Lines of data:
····················

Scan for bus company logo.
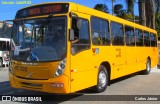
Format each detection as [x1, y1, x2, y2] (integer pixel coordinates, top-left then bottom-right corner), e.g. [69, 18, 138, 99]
[2, 96, 11, 101]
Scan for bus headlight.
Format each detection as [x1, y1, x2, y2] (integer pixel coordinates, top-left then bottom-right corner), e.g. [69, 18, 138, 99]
[54, 59, 66, 77]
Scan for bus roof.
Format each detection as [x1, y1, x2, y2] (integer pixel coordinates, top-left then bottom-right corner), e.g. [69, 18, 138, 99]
[15, 2, 157, 33]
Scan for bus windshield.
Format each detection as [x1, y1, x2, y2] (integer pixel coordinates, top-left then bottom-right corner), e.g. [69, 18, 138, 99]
[11, 17, 66, 62]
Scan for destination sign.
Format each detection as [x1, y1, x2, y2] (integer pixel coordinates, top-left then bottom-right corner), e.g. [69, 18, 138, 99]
[15, 3, 69, 19]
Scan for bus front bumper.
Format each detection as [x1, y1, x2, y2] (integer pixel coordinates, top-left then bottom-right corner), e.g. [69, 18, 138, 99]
[9, 72, 70, 93]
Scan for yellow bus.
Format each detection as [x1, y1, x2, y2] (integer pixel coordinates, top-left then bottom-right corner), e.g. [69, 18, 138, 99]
[9, 2, 158, 93]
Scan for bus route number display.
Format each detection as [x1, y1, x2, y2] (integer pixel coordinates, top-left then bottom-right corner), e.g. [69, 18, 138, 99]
[16, 4, 69, 19]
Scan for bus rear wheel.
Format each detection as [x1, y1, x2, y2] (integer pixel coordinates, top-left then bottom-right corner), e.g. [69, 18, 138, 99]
[95, 65, 108, 93]
[143, 59, 151, 75]
[0, 59, 3, 68]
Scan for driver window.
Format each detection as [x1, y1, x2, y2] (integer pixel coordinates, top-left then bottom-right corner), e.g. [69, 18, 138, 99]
[71, 18, 90, 54]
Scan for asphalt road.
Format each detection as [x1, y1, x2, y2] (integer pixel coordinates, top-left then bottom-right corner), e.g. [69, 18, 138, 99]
[0, 68, 160, 104]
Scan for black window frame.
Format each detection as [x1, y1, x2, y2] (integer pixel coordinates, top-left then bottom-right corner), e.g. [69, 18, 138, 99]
[135, 28, 144, 47]
[124, 25, 136, 46]
[90, 16, 111, 46]
[71, 17, 91, 55]
[110, 21, 125, 46]
[150, 33, 157, 47]
[143, 30, 151, 47]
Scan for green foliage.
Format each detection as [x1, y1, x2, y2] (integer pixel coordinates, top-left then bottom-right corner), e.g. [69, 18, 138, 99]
[94, 4, 109, 13]
[156, 13, 160, 37]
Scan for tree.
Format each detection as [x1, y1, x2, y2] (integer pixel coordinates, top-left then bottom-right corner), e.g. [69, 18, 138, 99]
[94, 4, 109, 13]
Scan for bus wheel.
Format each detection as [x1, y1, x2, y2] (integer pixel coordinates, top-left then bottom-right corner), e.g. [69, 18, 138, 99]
[143, 59, 151, 75]
[95, 65, 108, 93]
[0, 59, 3, 68]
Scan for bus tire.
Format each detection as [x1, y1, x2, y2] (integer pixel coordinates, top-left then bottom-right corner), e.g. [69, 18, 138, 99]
[143, 59, 151, 75]
[95, 65, 109, 93]
[0, 59, 3, 68]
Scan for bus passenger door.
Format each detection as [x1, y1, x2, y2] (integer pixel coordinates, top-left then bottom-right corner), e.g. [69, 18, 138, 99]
[70, 18, 96, 92]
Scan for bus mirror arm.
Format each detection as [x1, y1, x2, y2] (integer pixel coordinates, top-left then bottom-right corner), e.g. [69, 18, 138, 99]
[69, 29, 75, 41]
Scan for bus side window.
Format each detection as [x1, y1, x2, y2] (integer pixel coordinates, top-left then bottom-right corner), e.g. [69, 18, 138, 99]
[110, 22, 124, 46]
[91, 17, 110, 45]
[125, 26, 135, 46]
[150, 33, 157, 47]
[71, 19, 90, 54]
[143, 31, 150, 47]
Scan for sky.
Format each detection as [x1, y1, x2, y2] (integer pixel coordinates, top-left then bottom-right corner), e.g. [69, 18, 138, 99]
[0, 0, 138, 21]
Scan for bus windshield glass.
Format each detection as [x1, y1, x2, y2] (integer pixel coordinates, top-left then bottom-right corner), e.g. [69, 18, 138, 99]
[11, 17, 66, 62]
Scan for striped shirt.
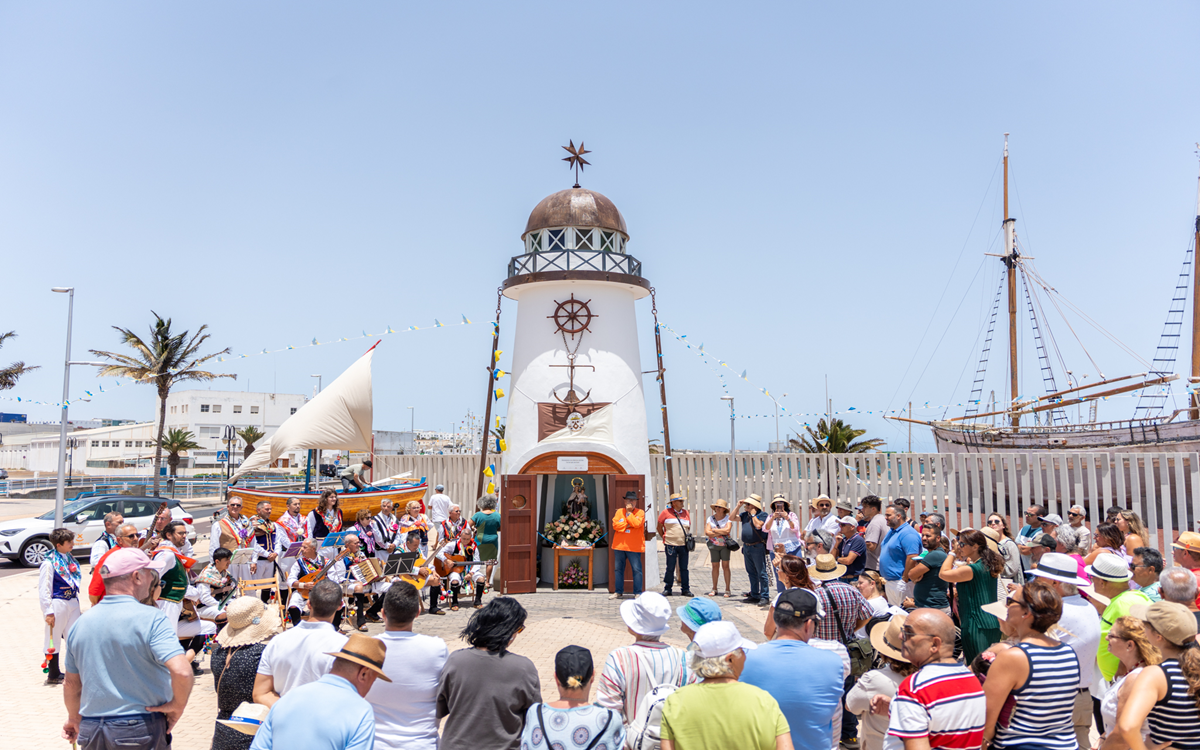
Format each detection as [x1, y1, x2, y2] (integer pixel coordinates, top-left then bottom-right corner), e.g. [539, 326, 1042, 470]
[883, 664, 988, 750]
[992, 643, 1079, 750]
[596, 641, 696, 724]
[1146, 659, 1200, 750]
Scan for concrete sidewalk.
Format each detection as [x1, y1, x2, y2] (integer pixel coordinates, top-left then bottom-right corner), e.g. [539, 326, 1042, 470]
[0, 539, 766, 750]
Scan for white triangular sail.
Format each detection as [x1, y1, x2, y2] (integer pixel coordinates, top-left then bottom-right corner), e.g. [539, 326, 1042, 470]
[226, 347, 374, 479]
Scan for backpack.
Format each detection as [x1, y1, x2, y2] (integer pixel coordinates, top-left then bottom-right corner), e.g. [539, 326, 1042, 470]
[625, 684, 678, 750]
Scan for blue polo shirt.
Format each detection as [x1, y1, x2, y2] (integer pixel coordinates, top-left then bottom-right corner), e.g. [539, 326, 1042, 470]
[880, 521, 920, 581]
[62, 594, 184, 719]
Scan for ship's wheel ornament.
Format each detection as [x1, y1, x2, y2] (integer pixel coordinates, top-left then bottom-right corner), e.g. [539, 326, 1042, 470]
[546, 294, 600, 338]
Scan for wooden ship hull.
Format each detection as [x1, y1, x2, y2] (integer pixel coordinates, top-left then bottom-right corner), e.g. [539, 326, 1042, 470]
[229, 480, 430, 520]
[930, 420, 1200, 454]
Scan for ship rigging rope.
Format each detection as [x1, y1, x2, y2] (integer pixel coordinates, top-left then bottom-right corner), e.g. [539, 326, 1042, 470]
[1025, 265, 1153, 370]
[888, 158, 1003, 410]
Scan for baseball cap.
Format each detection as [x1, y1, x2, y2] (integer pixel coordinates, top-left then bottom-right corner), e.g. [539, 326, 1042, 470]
[676, 596, 721, 630]
[691, 620, 758, 659]
[1129, 601, 1196, 646]
[100, 547, 150, 578]
[775, 588, 824, 617]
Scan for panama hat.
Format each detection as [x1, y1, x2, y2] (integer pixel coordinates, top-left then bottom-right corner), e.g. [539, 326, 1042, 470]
[217, 701, 271, 734]
[1087, 552, 1133, 583]
[868, 614, 908, 662]
[325, 632, 391, 683]
[1171, 532, 1200, 552]
[809, 554, 846, 581]
[1026, 552, 1087, 586]
[217, 596, 283, 648]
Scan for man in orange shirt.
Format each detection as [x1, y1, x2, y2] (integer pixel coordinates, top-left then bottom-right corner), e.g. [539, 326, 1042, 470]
[608, 492, 646, 599]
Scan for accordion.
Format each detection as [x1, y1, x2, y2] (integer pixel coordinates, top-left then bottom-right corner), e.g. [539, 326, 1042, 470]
[354, 557, 383, 583]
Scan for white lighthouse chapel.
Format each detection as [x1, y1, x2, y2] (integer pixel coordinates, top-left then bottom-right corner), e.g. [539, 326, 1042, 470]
[500, 165, 659, 594]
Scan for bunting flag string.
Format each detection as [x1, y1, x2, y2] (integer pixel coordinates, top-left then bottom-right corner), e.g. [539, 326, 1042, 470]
[217, 316, 475, 362]
[659, 322, 1180, 427]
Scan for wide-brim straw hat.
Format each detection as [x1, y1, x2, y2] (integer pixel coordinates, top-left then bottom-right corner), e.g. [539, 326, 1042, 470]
[217, 596, 283, 648]
[325, 632, 391, 683]
[217, 701, 271, 736]
[866, 614, 908, 662]
[809, 554, 846, 581]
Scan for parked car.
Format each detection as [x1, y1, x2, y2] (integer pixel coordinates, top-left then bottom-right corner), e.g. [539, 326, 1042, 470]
[0, 494, 196, 568]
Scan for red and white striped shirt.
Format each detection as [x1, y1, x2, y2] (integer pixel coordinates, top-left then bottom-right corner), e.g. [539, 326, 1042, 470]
[883, 664, 988, 750]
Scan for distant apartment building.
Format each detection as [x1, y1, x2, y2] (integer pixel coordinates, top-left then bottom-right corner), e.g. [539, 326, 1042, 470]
[0, 390, 308, 474]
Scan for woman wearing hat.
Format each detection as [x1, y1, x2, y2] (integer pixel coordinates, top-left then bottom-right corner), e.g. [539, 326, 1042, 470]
[979, 578, 1080, 750]
[766, 494, 804, 593]
[521, 646, 625, 749]
[938, 529, 1004, 664]
[846, 614, 916, 750]
[704, 498, 733, 599]
[211, 596, 283, 750]
[1114, 601, 1200, 750]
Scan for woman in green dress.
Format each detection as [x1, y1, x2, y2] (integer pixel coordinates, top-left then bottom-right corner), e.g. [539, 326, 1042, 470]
[470, 494, 500, 602]
[938, 529, 1004, 664]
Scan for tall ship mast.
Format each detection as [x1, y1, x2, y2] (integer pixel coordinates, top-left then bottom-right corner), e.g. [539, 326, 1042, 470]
[889, 133, 1200, 452]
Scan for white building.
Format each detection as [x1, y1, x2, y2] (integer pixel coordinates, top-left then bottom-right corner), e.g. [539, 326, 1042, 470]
[0, 390, 308, 475]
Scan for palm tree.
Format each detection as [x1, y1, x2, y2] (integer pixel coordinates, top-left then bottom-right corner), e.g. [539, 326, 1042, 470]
[155, 427, 200, 476]
[90, 310, 238, 496]
[238, 425, 266, 458]
[0, 331, 37, 391]
[787, 419, 887, 454]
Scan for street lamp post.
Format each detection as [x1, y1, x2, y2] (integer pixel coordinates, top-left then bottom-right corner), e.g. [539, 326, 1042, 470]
[721, 396, 738, 503]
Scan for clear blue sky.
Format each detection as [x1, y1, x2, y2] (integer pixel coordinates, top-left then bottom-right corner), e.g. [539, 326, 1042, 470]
[0, 2, 1200, 450]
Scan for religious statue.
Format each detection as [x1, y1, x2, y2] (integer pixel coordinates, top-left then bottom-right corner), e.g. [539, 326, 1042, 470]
[563, 476, 589, 518]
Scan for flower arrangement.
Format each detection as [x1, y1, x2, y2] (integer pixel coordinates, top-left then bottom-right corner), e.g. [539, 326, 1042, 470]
[558, 560, 588, 588]
[542, 516, 605, 547]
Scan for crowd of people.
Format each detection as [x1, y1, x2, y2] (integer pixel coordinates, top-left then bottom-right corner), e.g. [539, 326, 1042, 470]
[40, 484, 1200, 750]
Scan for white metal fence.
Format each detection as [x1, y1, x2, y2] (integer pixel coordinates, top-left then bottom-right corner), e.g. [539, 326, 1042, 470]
[376, 451, 1200, 559]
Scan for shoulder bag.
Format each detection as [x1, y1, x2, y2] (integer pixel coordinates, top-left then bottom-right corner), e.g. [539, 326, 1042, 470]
[821, 583, 875, 682]
[664, 508, 696, 552]
[538, 703, 612, 750]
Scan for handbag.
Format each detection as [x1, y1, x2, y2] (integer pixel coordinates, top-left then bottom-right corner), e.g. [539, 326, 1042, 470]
[821, 583, 875, 682]
[671, 508, 696, 552]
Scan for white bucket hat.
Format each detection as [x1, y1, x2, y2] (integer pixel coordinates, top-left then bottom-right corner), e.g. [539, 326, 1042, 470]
[1026, 552, 1087, 586]
[620, 592, 671, 636]
[217, 701, 271, 734]
[691, 620, 758, 659]
[1089, 552, 1133, 583]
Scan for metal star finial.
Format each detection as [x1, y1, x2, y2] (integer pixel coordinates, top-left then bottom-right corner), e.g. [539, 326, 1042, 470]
[563, 140, 592, 187]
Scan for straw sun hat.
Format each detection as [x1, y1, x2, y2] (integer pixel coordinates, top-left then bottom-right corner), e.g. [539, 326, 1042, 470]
[217, 596, 283, 648]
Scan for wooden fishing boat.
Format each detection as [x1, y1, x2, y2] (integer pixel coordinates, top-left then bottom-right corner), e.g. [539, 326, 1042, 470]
[229, 478, 430, 527]
[887, 141, 1200, 454]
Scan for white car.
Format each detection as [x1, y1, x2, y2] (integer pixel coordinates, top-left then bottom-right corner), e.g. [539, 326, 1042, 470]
[0, 494, 196, 568]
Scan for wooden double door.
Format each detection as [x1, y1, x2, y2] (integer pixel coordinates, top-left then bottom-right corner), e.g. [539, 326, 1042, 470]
[500, 474, 655, 594]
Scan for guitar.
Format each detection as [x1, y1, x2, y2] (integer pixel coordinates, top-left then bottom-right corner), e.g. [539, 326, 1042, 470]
[433, 554, 496, 578]
[295, 550, 350, 599]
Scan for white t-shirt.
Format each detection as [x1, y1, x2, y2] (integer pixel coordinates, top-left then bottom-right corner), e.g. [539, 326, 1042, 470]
[430, 492, 452, 526]
[258, 622, 349, 696]
[367, 630, 450, 750]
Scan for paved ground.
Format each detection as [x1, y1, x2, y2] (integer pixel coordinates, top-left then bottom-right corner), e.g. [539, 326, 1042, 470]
[0, 538, 764, 750]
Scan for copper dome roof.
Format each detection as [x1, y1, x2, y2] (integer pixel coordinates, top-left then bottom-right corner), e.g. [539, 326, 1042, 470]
[521, 187, 629, 239]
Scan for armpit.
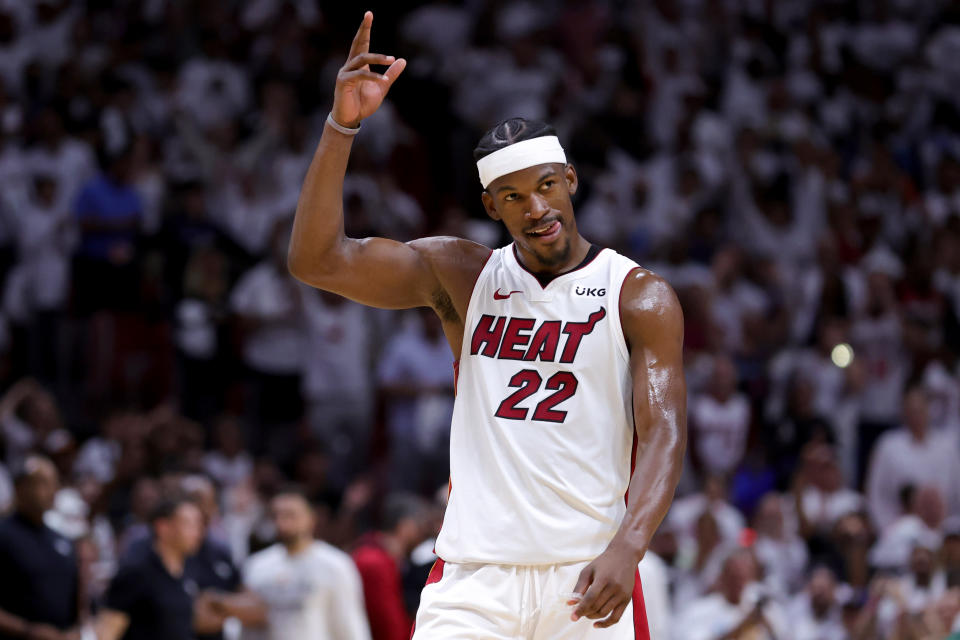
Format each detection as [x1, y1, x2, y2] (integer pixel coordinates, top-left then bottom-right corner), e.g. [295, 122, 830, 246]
[430, 288, 460, 323]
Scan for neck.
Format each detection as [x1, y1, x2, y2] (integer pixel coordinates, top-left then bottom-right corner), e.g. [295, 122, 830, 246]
[283, 536, 313, 556]
[514, 233, 590, 274]
[153, 540, 185, 578]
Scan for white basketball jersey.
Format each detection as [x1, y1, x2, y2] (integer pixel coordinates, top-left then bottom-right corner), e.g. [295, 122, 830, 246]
[436, 244, 637, 565]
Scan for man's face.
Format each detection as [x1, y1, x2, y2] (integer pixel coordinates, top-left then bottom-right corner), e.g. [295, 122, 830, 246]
[17, 458, 60, 515]
[270, 495, 314, 544]
[160, 502, 203, 556]
[481, 163, 577, 271]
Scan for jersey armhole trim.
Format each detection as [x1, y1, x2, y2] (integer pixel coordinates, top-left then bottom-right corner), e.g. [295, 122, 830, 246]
[616, 265, 643, 365]
[455, 249, 497, 362]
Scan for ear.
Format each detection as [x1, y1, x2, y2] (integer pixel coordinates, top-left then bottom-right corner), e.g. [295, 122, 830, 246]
[563, 164, 580, 195]
[480, 191, 500, 220]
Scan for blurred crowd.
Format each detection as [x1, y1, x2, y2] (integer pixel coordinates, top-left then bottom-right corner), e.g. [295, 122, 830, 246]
[0, 0, 960, 640]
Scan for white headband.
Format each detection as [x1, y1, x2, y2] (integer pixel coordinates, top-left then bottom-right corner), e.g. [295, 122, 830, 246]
[477, 136, 567, 189]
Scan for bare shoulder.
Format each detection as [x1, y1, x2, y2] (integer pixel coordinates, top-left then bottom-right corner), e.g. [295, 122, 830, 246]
[408, 236, 490, 324]
[620, 267, 683, 339]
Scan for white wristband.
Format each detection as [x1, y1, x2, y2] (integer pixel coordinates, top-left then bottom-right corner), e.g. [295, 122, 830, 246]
[327, 111, 360, 136]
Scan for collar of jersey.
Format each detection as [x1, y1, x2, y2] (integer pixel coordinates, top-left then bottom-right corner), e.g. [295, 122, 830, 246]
[504, 242, 606, 302]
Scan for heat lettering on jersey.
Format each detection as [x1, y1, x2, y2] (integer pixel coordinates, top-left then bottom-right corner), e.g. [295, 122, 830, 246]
[470, 307, 607, 363]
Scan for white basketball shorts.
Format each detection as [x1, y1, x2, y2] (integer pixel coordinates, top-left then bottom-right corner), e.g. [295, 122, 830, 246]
[412, 560, 650, 640]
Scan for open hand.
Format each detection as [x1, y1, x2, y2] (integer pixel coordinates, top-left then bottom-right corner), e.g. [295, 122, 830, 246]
[568, 548, 637, 629]
[333, 11, 407, 127]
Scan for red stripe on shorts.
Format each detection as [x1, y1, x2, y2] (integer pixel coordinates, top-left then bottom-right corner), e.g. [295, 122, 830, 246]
[633, 569, 650, 640]
[410, 558, 446, 640]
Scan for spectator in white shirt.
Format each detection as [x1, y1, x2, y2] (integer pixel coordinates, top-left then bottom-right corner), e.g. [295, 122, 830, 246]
[230, 224, 306, 446]
[243, 490, 370, 640]
[378, 311, 453, 491]
[674, 549, 790, 640]
[795, 443, 864, 537]
[753, 493, 807, 595]
[690, 356, 750, 475]
[787, 567, 848, 640]
[867, 386, 960, 530]
[870, 485, 945, 572]
[303, 291, 384, 487]
[203, 415, 253, 491]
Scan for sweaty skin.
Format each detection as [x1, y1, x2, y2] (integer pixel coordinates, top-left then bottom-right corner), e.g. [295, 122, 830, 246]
[288, 11, 686, 627]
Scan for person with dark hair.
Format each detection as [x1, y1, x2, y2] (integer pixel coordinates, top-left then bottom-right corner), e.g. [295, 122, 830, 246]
[287, 12, 686, 640]
[0, 455, 79, 640]
[243, 487, 370, 640]
[93, 496, 212, 640]
[351, 493, 429, 640]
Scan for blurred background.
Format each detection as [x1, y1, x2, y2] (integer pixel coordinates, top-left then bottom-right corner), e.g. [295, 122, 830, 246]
[0, 0, 960, 640]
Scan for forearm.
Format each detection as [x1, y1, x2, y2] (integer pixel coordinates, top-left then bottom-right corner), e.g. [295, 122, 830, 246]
[288, 124, 353, 277]
[610, 424, 686, 562]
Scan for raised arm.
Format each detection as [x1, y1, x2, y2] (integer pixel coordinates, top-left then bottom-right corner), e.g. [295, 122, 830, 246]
[288, 11, 439, 308]
[571, 269, 687, 627]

····················

▸ **Objective**
Rewrite the items from the line containing "Scan for white building." through the line containing "[1089, 552, 1133, 583]", replacing "Scan for" with "Look for" throughout and leaving everything else unchanged.

▸ **Correct response**
Look for white building.
Format each detection as [x1, y1, x2, y2] (integer pixel coordinates, top-left then bottom-right corner), e.g. [539, 326, 1042, 470]
[0, 390, 308, 475]
Look for palm tree.
Format each detection as [x1, y1, x2, y2] (integer pixel coordinates, top-left then bottom-right corner), e.g. [539, 326, 1042, 470]
[155, 427, 200, 476]
[90, 310, 238, 496]
[238, 425, 266, 458]
[0, 331, 37, 391]
[787, 419, 887, 454]
Look for street lamp post.
Format each detection as [x1, y1, x2, y2] (integer pixel coordinates, top-left then bottom-right corner), e.g. [539, 326, 1042, 470]
[721, 396, 738, 503]
Look for clear blue sky.
Format each detection as [x1, y1, x2, y2] (integer pixel coordinates, top-left then bottom-right corner), e.g. [539, 326, 1042, 470]
[0, 2, 1200, 450]
Look for religious statue.
Format each detection as [x1, y1, x2, y2] (integer pixel coordinates, top-left then bottom-right corner), e.g. [539, 326, 1042, 470]
[563, 476, 589, 518]
Look for flower arrangement.
Format each detection as [x1, y1, x2, y2] (integer pixel coordinates, top-left then bottom-right corner), e.g. [539, 326, 1042, 470]
[558, 560, 588, 588]
[542, 516, 605, 547]
Look for crowd of people.
Format each detection as [x1, y1, x2, y2] (integer pixel coordinates, top-left then bottom-right corner), e.g. [539, 326, 1042, 470]
[40, 484, 1200, 750]
Look for white metal fence.
Format each detection as [x1, y1, x2, y2] (integer pixel coordinates, top-left then bottom-right corner), e.g. [539, 326, 1042, 470]
[376, 451, 1200, 559]
Look for shoulder bag.
Format each detection as [x1, y1, x2, y2] (integer pixel coordinates, top-left then bottom-right corner), e.g. [539, 326, 1042, 470]
[821, 583, 875, 682]
[664, 508, 696, 552]
[538, 703, 612, 750]
Look for handbag.
Format each detection as [x1, y1, x2, y2] (integer pixel coordinates, top-left then bottom-right corner), e.g. [539, 326, 1042, 470]
[821, 583, 875, 682]
[671, 508, 696, 552]
Look for white bucket hat.
Format each detection as [x1, y1, x2, y2] (integer pixel coordinates, top-left then bottom-right corner), e.g. [539, 326, 1042, 470]
[1026, 552, 1087, 586]
[620, 592, 671, 636]
[217, 701, 271, 734]
[691, 620, 758, 659]
[1089, 552, 1133, 583]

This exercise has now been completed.